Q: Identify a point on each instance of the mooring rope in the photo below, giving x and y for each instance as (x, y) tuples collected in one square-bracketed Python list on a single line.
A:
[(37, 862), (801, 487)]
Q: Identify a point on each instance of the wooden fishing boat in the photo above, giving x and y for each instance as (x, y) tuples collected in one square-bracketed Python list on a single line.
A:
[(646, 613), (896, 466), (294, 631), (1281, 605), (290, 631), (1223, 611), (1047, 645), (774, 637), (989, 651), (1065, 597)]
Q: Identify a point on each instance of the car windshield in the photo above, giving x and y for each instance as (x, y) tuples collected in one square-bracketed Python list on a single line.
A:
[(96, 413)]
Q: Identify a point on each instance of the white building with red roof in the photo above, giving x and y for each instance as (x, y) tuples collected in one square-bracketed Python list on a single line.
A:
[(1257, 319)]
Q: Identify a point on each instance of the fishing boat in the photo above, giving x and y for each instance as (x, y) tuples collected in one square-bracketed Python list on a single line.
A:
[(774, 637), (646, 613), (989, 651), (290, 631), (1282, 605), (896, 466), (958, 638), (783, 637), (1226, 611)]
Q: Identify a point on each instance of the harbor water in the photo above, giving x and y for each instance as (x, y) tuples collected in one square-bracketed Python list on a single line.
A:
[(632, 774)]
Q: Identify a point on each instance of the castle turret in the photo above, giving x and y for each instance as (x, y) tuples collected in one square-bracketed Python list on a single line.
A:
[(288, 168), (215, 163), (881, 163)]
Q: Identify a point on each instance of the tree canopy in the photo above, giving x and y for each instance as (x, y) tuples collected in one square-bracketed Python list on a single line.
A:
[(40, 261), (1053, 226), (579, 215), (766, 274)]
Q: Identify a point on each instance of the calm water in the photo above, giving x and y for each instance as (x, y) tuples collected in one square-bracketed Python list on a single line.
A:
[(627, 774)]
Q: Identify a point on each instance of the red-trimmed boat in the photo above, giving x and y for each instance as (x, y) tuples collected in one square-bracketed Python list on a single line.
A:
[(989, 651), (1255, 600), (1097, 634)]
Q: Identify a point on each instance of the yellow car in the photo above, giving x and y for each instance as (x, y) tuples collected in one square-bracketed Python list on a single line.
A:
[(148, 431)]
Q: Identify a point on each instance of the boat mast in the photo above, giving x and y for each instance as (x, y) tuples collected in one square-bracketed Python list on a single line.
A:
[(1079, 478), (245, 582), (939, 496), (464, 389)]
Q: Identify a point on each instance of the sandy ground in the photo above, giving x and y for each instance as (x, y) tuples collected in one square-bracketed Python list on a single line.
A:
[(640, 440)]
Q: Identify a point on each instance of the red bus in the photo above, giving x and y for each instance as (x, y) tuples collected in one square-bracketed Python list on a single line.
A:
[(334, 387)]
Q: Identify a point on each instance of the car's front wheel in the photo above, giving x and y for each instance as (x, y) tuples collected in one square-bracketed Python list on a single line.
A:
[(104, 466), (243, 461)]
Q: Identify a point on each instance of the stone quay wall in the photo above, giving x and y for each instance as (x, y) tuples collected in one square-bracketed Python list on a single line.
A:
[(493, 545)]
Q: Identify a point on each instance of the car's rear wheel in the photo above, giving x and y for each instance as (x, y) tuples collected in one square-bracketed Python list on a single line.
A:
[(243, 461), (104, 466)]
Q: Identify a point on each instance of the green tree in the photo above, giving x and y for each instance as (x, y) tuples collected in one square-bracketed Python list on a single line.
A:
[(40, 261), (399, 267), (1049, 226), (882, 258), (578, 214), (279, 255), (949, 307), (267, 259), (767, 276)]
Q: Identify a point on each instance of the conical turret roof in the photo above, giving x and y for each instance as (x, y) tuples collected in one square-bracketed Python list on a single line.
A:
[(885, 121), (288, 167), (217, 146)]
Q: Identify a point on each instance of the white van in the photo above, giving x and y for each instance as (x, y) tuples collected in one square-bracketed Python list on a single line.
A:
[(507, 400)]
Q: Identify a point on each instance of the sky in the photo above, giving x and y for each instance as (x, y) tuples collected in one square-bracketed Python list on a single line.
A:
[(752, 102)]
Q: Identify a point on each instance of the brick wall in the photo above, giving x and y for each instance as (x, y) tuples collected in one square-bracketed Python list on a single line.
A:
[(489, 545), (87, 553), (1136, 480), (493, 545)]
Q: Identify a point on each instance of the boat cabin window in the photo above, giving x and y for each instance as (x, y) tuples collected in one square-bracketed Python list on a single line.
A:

◆ ◆ ◆ ◆ ◆ ◆ ◆

*Task description*: Reproduce every row above word for word.

*Output below*:
Q: Identify a point on each instance of the mooring rope in the photo below, giving x and y for each instance as (x, y) tuples collected in one square-bracketed Python list on a single line.
A:
[(37, 862), (801, 487)]
Q: Identify a point on each instance of the wooden fishing boat in the photo above, giving x and y for each instance as (x, y) tuples collected in one square-bracketed Python list on a single line.
A:
[(646, 613), (896, 466), (294, 631), (1281, 605), (290, 631), (1223, 611), (1047, 645), (774, 637), (989, 651), (1065, 597)]
Q: Identify a point on each instance of the car windshield in the photo above, giving x and y for each instance as (x, y) tuples collected in one square-bracketed Python list on a single line.
A:
[(96, 413)]
Q: Identify a point on each instance of the white building with red roof in the photo above, giving x and y for each instance as (x, y) tuples collected in one square-bracketed Python list on a single line.
A:
[(1257, 319)]
Q: Identify a point on each instance of the fishing boat in the photo above, giving x and y for each instance as (x, y) tuples collected in one square-bracketed Python list on a single line.
A:
[(774, 637), (646, 613), (989, 651), (290, 631), (1282, 605), (896, 466), (958, 638), (783, 637), (1226, 611)]
Q: Identify a point on each instance of the harbor water in the photo above, giving x and y for each instance as (x, y) tuples collected in one square-bracketed Python list on a single line.
A:
[(632, 774)]
Q: Identify a point on each instance of the castle turret in the photo above, giving x and y for each instance as (x, y) tuples collected in one square-bracketed Python list on a single line.
A:
[(288, 168), (215, 163), (881, 163)]
Q: Identify a point on each instance of the tree canopy in the photo above, giving x and y for each instance as (x, y) tuples collected in one square-bracketed Python list on a single line.
A:
[(40, 261), (1053, 226), (579, 215), (766, 274)]
Q: Identify a point on each instance of the calm water in the photo above, giving x and y for each instance as (x, y) tuples collected in one square-bracketed Python list on a single line.
A:
[(627, 774)]
Q: Identify a point on each instance of the red-trimmed boat in the photo above, giving x and y for each instance as (x, y) tuples collected in one square-bracketed Python list on a single line.
A:
[(989, 651), (1255, 600), (1097, 634)]
Q: Identify a point on each instance of the yellow car in the photo above, giving x and y for each instance as (x, y) tuples collected in one square-bracketed Python list on a single line.
A:
[(148, 431)]
Q: Identify a point on each instance of the boat mast in the photo above, giving x and y for each instance as (x, y) tuples collected in one square-bracketed Python list on a single line.
A:
[(1079, 478), (245, 582), (939, 496), (464, 389)]
Q: Identify a point on each instance of the sandy ground in the photo above, giving x and y for each instance as (x, y) tuples collected in one square-bracketed Python list on a single line.
A:
[(640, 440)]
Q: Identify a point on each instance of the red bus in the photo above, giving x and y for each instance as (x, y) tuples collected in one square-bracketed Python list on a single line.
A:
[(334, 387)]
Q: Identify a point on each instance of the car's front wheel in the photo above, giving x and y for each instance as (x, y) tuples collected in one square-bracketed Python list on a single line.
A:
[(104, 466), (243, 461)]
Q: Identify a point on each instance of the stone quay wall in the photo above, giving x and y for each instance as (x, y) tuples collected in one square-bracketed Python list on a single line.
A:
[(493, 545)]
Q: Identify a point on each instance of the car's rear wheel in the photo above, giving x and y for each instance as (x, y) tuples collected in one square-bracketed Python list on a single line.
A:
[(243, 461), (104, 466)]
Q: Identify a point on each instance of the green tree in the photo above, giving x and y for each instance as (x, y) tuples collected in one square-bracketed Python list on a single line.
A:
[(40, 261), (399, 267), (1049, 226), (882, 258), (578, 214), (279, 255), (949, 307), (267, 259), (767, 276)]
Q: Identify a point on each instance of the conical turret roof in the photo above, giving x and y for each instance as (x, y) tuples collected in one square-bracketed Python list on a single line.
A:
[(885, 121), (288, 167), (217, 146)]
Q: Identify a point on each instance of the white van in the photo above, giving x and y for each instance as (x, y) tuples collected in one square-bracketed Python list on a single line.
A:
[(507, 400)]
Q: Identify a point on each instance of the sky in the photo above, giving x and y for each instance as (x, y) tuples collected in one square-bracketed Python list on a single line.
A:
[(752, 102)]
Q: Identify a point on each instance of the brick wall in the photo above, giving x and y for each instance as (x, y) tuples collected in one square-bracketed Python list on a single line.
A:
[(489, 545), (87, 553), (1136, 480), (493, 545)]
Q: Identify a point on each instance of the boat cabin window in the photo above, giving x and y for each instance as (x, y) tuples collected in one square-bracketed Python list on a single line.
A:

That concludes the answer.